Brief:
Render the data below as a Markdown table with the columns "Row" and "Line". Include only the lines from the one containing "of the bare" through the one containing "x=323, y=670", both included, with each line in its own numbered row and blank lines left out.

Data shown:
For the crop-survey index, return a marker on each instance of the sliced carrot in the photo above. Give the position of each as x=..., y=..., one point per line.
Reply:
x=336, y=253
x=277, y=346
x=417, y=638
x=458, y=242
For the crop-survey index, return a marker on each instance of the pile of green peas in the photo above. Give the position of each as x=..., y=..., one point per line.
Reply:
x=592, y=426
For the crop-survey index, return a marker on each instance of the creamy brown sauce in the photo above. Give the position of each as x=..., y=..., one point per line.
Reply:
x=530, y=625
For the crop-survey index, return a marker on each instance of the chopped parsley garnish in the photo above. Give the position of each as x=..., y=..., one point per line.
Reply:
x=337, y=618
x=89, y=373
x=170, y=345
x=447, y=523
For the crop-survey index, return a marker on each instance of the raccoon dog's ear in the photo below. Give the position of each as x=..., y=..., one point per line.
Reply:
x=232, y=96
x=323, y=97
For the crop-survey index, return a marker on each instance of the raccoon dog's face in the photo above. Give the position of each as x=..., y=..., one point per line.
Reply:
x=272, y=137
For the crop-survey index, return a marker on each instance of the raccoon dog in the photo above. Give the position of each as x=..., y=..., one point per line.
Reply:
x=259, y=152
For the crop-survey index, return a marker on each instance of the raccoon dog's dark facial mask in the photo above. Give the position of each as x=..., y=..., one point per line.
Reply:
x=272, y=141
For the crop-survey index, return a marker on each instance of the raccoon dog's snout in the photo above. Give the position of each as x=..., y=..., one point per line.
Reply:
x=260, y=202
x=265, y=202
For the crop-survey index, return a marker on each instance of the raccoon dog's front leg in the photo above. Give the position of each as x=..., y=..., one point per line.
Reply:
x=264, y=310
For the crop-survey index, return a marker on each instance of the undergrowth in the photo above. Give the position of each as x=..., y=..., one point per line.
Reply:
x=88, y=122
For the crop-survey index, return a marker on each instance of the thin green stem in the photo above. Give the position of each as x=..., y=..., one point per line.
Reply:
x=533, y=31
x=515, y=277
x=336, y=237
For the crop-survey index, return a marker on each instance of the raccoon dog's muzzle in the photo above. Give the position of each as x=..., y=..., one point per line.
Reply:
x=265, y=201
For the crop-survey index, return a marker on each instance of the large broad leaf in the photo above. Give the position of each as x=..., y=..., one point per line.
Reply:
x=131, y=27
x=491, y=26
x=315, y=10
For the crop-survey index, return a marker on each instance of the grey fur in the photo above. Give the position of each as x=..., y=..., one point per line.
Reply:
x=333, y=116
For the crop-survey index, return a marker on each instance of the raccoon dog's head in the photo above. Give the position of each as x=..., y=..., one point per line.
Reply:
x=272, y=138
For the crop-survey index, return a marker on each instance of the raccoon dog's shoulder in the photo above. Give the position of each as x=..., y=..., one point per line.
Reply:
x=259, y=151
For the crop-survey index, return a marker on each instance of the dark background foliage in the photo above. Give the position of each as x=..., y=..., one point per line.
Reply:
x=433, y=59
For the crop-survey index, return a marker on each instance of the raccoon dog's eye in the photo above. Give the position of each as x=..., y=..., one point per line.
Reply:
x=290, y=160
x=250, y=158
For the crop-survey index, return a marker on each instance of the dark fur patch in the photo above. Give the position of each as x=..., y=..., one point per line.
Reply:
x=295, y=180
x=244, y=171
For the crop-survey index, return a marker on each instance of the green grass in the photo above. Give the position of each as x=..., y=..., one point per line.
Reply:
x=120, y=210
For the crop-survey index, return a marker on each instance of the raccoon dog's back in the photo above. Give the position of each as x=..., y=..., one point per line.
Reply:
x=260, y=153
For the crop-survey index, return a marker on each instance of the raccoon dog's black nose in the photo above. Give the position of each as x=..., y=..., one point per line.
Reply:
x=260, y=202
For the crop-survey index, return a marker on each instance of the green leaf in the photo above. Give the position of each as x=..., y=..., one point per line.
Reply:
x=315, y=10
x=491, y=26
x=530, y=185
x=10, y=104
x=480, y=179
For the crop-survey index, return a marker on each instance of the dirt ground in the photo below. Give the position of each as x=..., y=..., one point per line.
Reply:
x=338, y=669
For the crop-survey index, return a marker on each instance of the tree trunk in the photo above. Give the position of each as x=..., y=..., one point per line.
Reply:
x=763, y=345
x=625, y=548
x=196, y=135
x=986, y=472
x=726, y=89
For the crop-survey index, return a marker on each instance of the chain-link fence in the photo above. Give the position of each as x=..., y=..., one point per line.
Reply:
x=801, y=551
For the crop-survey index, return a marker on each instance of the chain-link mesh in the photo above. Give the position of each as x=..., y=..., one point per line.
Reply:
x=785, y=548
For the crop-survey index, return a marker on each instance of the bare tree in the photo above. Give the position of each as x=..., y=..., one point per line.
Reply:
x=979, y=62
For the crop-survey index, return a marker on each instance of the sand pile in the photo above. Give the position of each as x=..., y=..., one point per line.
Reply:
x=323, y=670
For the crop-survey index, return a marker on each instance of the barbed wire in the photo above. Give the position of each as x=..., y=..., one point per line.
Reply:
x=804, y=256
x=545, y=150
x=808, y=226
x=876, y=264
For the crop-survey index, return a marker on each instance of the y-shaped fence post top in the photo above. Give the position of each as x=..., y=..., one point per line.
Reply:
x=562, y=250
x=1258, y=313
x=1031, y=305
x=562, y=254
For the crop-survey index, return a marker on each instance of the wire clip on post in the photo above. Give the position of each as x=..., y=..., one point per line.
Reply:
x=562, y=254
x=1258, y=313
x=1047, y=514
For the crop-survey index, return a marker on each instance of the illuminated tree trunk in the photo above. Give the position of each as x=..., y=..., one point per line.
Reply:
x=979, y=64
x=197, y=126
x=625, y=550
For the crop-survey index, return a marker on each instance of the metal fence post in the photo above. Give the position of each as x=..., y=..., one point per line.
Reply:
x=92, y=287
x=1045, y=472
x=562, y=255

Solution to the problem:
| Row | Line |
|---|---|
| 1 | For the crop-survey index, return a marker on each instance of the bare tree in the photo above. Give the position of each as x=..., y=..., one point per line. |
| 2 | Reply: |
| 3 | x=979, y=62 |
| 4 | For the crop-survey index, return a marker on each instance of the sand pile in the photo above. Give the position of each as x=..., y=..., one point per line. |
| 5 | Reply: |
| 6 | x=323, y=670 |